**Task to complete**
Wherever "finger" appears in the records below, copy the line that holds it.

**Data under study**
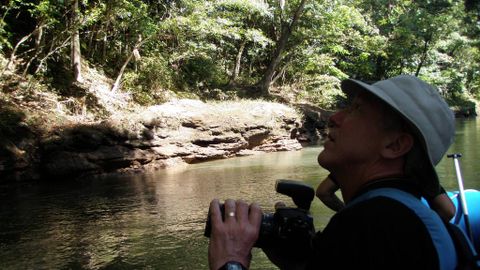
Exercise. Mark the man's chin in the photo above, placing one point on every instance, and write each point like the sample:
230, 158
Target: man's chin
323, 159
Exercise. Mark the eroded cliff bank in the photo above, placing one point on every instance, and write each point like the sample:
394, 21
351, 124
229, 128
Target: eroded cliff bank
173, 134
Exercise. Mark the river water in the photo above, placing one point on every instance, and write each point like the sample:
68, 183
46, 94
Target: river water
156, 221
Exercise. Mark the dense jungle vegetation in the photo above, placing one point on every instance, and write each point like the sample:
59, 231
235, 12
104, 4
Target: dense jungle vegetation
224, 49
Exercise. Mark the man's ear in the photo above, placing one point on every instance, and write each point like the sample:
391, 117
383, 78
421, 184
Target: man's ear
397, 145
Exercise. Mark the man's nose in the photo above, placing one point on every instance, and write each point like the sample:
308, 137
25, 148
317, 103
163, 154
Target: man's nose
336, 119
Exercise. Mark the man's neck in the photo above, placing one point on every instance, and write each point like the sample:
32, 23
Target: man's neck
351, 182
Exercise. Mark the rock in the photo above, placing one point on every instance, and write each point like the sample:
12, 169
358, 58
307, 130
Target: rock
63, 163
164, 136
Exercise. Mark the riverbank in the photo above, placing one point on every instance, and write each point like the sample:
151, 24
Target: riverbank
87, 129
92, 131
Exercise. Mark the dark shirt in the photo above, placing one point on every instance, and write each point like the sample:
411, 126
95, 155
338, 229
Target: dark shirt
378, 233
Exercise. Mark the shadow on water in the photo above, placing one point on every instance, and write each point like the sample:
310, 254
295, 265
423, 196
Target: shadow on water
156, 221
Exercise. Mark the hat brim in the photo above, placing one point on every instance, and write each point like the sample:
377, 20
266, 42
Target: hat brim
431, 184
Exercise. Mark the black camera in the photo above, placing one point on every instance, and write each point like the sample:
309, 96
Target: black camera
287, 227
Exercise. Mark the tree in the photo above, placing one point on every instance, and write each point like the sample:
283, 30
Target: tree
76, 57
286, 31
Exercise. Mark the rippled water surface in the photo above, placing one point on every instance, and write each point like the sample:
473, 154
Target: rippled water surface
156, 221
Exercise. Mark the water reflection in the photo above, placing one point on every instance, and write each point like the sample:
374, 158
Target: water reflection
156, 221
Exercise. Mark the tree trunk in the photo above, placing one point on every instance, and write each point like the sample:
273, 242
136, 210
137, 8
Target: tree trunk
264, 84
238, 60
424, 56
20, 42
116, 85
76, 56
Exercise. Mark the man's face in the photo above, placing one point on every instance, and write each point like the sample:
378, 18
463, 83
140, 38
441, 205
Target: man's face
355, 135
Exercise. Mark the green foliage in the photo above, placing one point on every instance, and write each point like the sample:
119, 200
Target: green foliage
323, 91
152, 79
200, 46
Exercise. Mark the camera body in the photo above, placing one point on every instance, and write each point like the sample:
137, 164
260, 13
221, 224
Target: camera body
287, 226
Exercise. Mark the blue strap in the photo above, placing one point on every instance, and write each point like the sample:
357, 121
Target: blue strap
441, 238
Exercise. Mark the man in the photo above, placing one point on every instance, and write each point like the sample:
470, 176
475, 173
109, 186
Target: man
440, 203
382, 150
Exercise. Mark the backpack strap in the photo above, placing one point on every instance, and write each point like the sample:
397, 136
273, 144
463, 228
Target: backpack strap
438, 232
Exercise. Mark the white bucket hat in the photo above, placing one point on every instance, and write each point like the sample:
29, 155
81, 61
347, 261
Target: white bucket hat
420, 105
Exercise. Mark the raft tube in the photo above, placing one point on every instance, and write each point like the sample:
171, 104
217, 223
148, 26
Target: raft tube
472, 198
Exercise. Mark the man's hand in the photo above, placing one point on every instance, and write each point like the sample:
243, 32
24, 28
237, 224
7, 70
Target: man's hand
232, 239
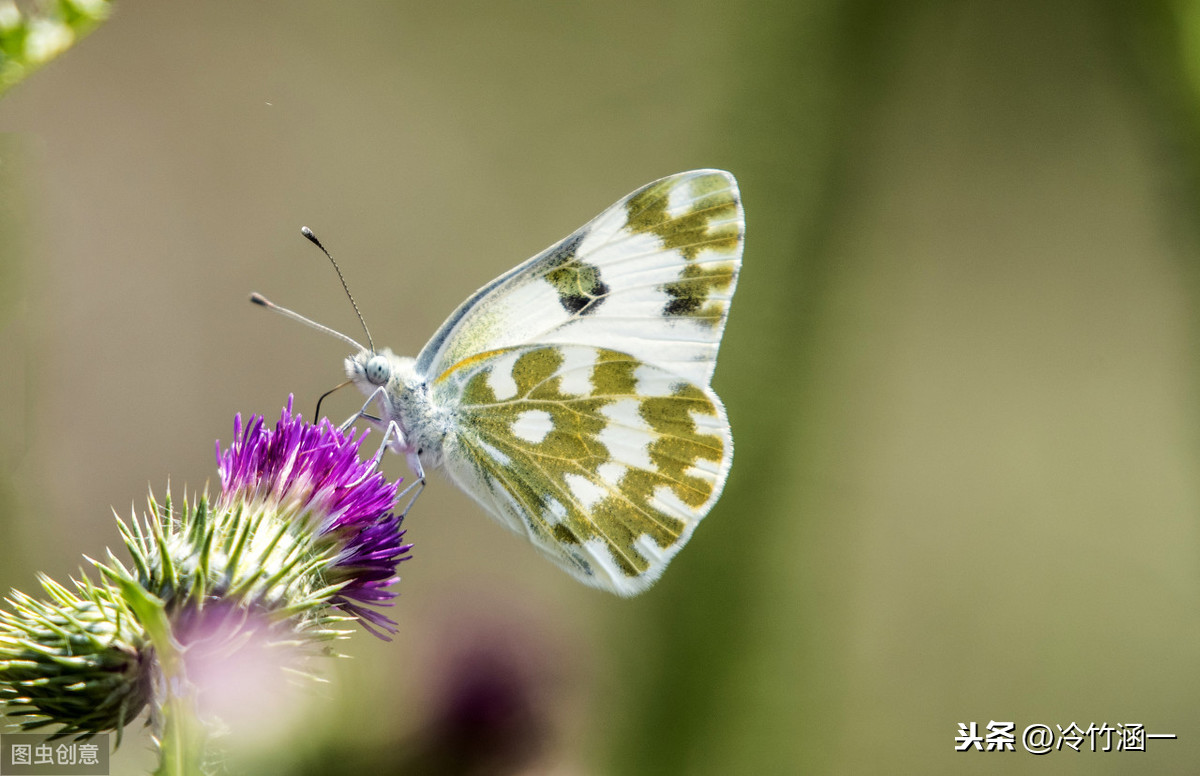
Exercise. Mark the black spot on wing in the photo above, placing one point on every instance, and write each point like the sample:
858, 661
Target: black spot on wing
577, 283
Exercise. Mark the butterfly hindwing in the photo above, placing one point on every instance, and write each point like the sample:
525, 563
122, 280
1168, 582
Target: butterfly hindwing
652, 276
604, 461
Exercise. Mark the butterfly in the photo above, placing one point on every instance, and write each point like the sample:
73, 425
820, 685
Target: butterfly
570, 396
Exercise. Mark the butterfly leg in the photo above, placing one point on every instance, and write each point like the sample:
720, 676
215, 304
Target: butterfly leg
414, 463
363, 411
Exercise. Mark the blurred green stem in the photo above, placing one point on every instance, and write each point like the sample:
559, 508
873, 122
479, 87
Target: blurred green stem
181, 735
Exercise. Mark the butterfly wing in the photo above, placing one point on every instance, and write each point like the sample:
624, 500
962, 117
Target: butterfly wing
652, 276
605, 462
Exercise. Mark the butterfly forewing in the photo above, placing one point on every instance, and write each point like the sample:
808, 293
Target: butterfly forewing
651, 277
604, 461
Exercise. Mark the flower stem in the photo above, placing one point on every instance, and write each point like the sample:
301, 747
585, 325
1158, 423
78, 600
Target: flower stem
181, 737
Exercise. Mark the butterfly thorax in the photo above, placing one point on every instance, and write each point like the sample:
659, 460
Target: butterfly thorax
402, 395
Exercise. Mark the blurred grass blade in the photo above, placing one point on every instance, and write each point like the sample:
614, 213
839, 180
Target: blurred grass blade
30, 38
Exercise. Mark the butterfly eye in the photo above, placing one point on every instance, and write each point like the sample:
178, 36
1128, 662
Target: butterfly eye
378, 370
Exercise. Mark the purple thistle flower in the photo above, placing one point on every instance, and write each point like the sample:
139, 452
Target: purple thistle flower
312, 476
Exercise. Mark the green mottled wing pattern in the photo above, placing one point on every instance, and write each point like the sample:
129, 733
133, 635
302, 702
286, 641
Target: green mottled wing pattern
605, 462
652, 276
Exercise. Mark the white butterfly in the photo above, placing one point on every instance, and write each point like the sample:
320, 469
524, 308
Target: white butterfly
570, 396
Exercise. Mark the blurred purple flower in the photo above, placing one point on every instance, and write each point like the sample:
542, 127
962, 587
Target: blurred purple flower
312, 476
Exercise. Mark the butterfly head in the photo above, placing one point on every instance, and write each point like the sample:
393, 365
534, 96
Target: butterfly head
371, 371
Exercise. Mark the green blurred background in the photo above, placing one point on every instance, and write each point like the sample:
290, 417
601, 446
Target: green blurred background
960, 367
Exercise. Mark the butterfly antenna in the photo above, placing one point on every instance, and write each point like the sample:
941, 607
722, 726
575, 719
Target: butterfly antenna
258, 299
306, 232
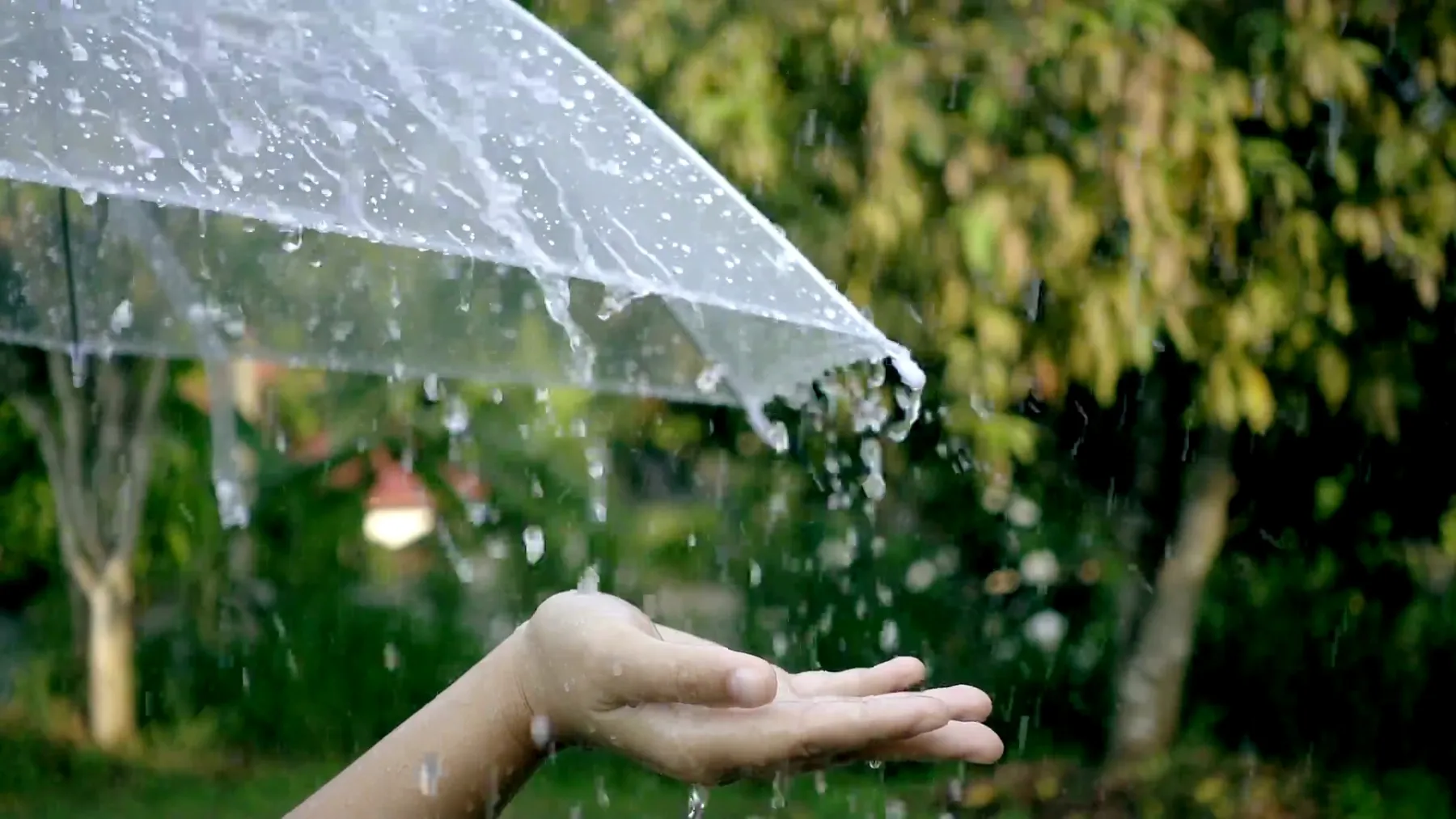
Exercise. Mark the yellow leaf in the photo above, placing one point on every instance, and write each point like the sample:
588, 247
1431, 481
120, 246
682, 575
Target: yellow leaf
1332, 376
997, 332
1222, 395
1255, 396
1339, 313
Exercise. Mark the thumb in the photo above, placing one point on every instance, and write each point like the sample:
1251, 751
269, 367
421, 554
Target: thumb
650, 669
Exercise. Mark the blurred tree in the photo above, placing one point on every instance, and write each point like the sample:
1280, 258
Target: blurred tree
95, 433
1044, 196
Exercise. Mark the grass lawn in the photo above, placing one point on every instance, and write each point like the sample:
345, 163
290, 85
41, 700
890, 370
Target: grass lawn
575, 786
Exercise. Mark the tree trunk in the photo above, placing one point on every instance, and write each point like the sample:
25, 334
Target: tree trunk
1149, 686
111, 673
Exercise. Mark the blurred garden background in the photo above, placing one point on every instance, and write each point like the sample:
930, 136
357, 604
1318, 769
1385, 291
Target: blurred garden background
1179, 271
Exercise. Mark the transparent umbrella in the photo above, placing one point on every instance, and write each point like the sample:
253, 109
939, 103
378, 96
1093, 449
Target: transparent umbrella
413, 188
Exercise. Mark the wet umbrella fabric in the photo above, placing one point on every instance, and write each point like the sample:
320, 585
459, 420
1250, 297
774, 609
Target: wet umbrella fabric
414, 188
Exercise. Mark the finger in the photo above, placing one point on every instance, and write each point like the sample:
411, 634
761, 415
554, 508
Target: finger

**Response**
Exercise. Mark the finger in the photo above, placing one point on every instance, and write each point like the sample:
Target: finger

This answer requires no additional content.